**Records excerpted from a collection:**
---+---
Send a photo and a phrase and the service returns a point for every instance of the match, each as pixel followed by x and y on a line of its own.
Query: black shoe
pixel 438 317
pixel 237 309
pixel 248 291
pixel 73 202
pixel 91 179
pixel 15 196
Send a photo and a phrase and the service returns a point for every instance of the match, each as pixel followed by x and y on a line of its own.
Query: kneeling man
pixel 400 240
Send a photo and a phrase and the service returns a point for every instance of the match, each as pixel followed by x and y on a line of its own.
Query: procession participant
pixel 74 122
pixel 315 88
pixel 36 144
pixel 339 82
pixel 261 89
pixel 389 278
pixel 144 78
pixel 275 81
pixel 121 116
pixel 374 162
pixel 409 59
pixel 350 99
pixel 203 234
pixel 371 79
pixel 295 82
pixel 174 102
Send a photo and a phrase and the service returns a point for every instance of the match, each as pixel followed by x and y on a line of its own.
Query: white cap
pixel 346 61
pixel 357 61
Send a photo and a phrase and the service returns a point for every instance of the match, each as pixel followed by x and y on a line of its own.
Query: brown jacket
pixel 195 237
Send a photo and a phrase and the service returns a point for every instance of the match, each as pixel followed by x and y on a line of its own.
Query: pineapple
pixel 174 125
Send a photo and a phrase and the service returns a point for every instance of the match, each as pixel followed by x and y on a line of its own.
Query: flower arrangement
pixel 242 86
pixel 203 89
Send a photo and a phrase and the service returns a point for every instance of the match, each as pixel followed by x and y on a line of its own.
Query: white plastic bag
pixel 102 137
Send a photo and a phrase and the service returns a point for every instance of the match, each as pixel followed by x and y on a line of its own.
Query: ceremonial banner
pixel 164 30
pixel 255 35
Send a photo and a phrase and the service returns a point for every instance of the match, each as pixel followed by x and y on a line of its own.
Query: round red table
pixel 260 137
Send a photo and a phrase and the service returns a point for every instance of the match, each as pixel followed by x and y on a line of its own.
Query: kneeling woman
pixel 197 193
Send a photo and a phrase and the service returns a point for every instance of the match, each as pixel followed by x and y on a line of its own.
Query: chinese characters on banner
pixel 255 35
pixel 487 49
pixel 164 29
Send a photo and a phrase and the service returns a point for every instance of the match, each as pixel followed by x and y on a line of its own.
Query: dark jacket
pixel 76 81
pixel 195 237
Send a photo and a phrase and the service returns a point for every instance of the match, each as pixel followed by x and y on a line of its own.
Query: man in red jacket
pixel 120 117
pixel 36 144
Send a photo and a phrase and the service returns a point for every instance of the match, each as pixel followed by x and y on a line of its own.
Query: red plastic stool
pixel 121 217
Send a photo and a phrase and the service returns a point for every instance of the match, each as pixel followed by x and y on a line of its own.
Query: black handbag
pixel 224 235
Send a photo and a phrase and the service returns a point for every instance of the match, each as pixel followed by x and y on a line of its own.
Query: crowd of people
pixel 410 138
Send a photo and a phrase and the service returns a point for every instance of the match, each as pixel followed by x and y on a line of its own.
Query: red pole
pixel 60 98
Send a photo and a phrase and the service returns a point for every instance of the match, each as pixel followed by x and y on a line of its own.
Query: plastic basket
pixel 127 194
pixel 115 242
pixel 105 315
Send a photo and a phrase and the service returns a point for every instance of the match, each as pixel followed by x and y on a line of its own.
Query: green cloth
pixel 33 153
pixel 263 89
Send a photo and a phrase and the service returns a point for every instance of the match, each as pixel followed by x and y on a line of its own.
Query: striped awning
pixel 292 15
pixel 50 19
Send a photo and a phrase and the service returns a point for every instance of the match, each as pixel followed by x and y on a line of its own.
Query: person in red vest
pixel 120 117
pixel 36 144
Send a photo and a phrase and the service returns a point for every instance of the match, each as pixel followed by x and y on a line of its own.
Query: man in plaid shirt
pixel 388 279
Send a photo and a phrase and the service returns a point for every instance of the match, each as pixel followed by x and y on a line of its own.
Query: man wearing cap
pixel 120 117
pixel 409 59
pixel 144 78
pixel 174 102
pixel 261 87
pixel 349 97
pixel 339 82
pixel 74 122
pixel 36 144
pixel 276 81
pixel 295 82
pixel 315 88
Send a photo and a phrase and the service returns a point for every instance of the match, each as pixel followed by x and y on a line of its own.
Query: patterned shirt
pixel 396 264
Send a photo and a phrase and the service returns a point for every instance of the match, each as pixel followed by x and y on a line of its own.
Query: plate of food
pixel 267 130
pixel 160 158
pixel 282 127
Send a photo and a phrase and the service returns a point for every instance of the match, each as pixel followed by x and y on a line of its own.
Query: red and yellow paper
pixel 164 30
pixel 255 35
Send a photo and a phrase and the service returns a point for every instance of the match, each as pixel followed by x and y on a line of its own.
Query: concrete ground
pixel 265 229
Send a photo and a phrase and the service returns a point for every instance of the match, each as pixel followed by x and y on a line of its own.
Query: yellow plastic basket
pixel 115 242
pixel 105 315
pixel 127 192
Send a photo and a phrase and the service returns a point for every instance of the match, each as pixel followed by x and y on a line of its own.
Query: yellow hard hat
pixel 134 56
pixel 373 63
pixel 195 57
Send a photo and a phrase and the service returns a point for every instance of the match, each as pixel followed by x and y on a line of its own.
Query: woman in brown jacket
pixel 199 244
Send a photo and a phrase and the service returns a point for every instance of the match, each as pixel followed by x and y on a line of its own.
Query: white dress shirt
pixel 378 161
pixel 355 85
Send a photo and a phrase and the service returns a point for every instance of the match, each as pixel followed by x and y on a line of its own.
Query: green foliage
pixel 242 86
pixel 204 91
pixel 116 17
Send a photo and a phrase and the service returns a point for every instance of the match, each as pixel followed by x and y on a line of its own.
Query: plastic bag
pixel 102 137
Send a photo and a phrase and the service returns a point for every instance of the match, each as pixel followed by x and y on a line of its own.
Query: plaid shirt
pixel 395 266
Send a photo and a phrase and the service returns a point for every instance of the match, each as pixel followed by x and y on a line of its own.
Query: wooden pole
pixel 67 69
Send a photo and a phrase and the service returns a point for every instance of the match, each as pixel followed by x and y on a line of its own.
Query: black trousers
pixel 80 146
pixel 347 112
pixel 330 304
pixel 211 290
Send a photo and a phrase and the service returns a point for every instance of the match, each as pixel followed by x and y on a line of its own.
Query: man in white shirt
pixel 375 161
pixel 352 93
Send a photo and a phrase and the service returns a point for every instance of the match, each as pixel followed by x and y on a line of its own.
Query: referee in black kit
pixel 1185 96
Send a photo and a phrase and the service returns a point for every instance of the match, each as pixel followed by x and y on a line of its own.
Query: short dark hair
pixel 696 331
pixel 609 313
---+---
**TASK STATEMENT:** Please transcribe all of the records, keeping every line exactly as it is.

**RESPONSE AREA:**
Send a photo and a phrase and the service returns a point for every instance of the match, each as pixel followed by x and y on a line of its own.
Query: black shoe
pixel 438 317
pixel 237 309
pixel 248 291
pixel 73 202
pixel 91 179
pixel 15 196
Send a photo and a phrase and the service returns a point for every instance of the match, each as pixel followed by x and y on a line of its own.
Query: kneeling man
pixel 400 240
Send a photo and a phrase and the service returns a point for every instance of the match, each as pixel followed by x and y on a line of its own.
Query: procession participant
pixel 74 122
pixel 315 88
pixel 36 144
pixel 339 82
pixel 261 89
pixel 389 278
pixel 144 78
pixel 275 81
pixel 121 116
pixel 374 162
pixel 409 59
pixel 350 99
pixel 203 234
pixel 371 79
pixel 295 82
pixel 174 102
Send a photo and a phrase and the service returns a point for every instance of the match, each as pixel followed by x and y on a line of its own.
Query: white cap
pixel 346 61
pixel 357 61
Send a photo and a phrase and the service returns a point for every instance of the match, each as pixel followed by x and y on a line of its own.
Query: brown jacket
pixel 195 237
Send a photo and a phrase and the service returns a point for every instance of the match, each as pixel followed by x and y on a line of its own.
Query: pineapple
pixel 174 125
Send a photo and a phrase and the service returns a point for every instance of the match, each as pixel followed by x and y on a line of its own.
Query: flower arrangement
pixel 242 86
pixel 203 89
Send a photo and a phrase and the service returns a point for every instance of the match, each as pixel followed by x and y on a line of its own.
Query: white plastic bag
pixel 102 137
Send a photo and a phrase and the service returns a point for every instance of the match, each as pixel followed by x and y on a line of its own.
Query: ceremonial banner
pixel 164 30
pixel 255 35
Send a photo and a phrase and the service returns a point for every instance of the match, each as pixel followed by x and y on a line of its own.
Query: round red table
pixel 260 137
Send a photo and a phrase and the service returns a point for every instance of the match, each as pixel followed by x and y on a line of its own.
Query: kneeling woman
pixel 197 193
Send a photo and a phrase and the service returns a point for every instance of the match, each as pixel followed by x and y on a line of its own.
Query: chinese characters on banner
pixel 255 35
pixel 487 49
pixel 164 29
Send a photo and a phrase and the service returns a point for every instance of the match, each as pixel followed by x and y on a line of its own.
Query: dark jacket
pixel 76 81
pixel 195 237
Send a photo and a phrase and the service returns a point for every instance of the match, each as pixel followed by x and y on a line of its own.
Query: man in red jacket
pixel 120 117
pixel 36 144
Send a photo and a phrase and the service returns a point for every instance of the match, each as pixel followed by x and y on a line of its own.
Query: red plastic stool
pixel 121 217
Send a photo and a phrase and the service returns a point for every instance of the match, each as pixel followed by x and y on a line of its own.
Query: black handbag
pixel 224 235
Send a photo and a phrase and the service returns a point for every instance of the match, each as pixel followed by x and y on a line of its own.
Query: crowd of people
pixel 410 138
Send a photo and a phrase and the service returns a point for every instance of the match, each as pixel followed by x and y on a line of its own.
Query: red pole
pixel 60 98
Send a photo and a phrase and the service returns a point for every instance of the match, each as pixel followed by x and y on a line of its own.
Query: plastic basket
pixel 127 194
pixel 115 242
pixel 105 315
Send a photo and a phrase and the service returns a point for every instance of the match, each as pixel followed by x and y on a line of its own.
Query: green cloth
pixel 33 153
pixel 263 89
Send a photo and a phrase and the service returns a point for every instance of the match, each as pixel followed by x and y on a line of its own.
Query: striped awning
pixel 292 15
pixel 50 19
Send a photo and a phrase and the service returns a point for every instance of the match, each as pixel followed by x and y on a line of its own.
Query: person in red vest
pixel 120 117
pixel 36 144
Send a photo and a phrase and the service returns a point for every instance of the match, each as pixel followed by x and y on a line of its own.
Query: man in plaid shirt
pixel 388 279
Send a photo and a phrase and the service returns a point for every instance of the match, each as pixel followed by x and y on a line of its own.
Query: man wearing cap
pixel 120 117
pixel 409 59
pixel 144 78
pixel 174 102
pixel 261 87
pixel 349 97
pixel 339 82
pixel 74 122
pixel 36 144
pixel 276 81
pixel 295 82
pixel 315 88
Send a photo and a phrase and the service returns a point for every instance of the match, each as pixel followed by x and y on a line of its own.
Query: patterned shirt
pixel 396 264
Send a photo and a phrase and the service returns a point for every instance of the match, each as pixel followed by x and y on a line of its own.
Query: plate of food
pixel 267 130
pixel 160 158
pixel 282 127
Send a photo and a phrase and the service returns a point for every instance of the match, each as pixel followed by x and y on a line of its own.
Query: red and yellow paper
pixel 164 30
pixel 255 35
Send a photo and a phrase and the service returns a point for every instance of the match, each as pixel followed by x and y on a line of its own.
Query: concrete ground
pixel 265 229
Send a photo and a phrase and the service returns a point for every instance of the match, each as pixel followed by x and y on a line of its own.
Query: yellow plastic basket
pixel 115 242
pixel 105 315
pixel 127 192
Send a photo and a phrase and the service returns a point for every instance of the match, each as pixel followed by x and y on a line of its own.
Query: yellow hard hat
pixel 134 56
pixel 373 63
pixel 195 57
Send a photo and a phrase and the service returns a point for every instance of the match, each as pixel followed by x and y on a line of its own.
Query: woman in brown jacket
pixel 199 244
Send a photo and a phrase and the service returns a point for every instance of the match, each as pixel followed by x and y on a line of its own.
Query: white dress shirt
pixel 378 161
pixel 355 85
Send a photo and a phrase and the service returns a point for every instance of the match, each as pixel followed by x and y on a line of its own.
Query: green foliage
pixel 242 86
pixel 204 91
pixel 116 17
Send a photo and a phrase and the service returns a point for every instance of the match, each as pixel followed by x and y on a line of its own.
Query: plastic bag
pixel 102 137
Send a photo and a phrase and the service returns a point for every instance of the match, each as pixel followed by x and y on a line of its own.
Query: plaid shirt
pixel 395 266
Send a photo and a phrase and the service returns a point for every instance of the match, each as pixel followed by x and y on a line of its own.
Query: wooden pole
pixel 67 69
Send a photo and a phrase and the service returns a point for every instance of the match, each as pixel followed by x and y on a line of its own.
Query: black trousers
pixel 80 146
pixel 347 112
pixel 330 304
pixel 211 290
Send a photo and a phrase and the service returns a point for every instance of the match, each as pixel followed by x and y on a line of its own.
Query: man in white shirt
pixel 375 161
pixel 352 93
Send a photo and a phrase and the service returns a point for every instance of the match, each as pixel followed by x and y on a line of its own.
Query: referee in black kit
pixel 1185 96
Send a photo and a phrase and the service returns a point for every instance of the match, each as pixel followed by x and y on a line of its own.
Query: short dark hair
pixel 696 331
pixel 609 313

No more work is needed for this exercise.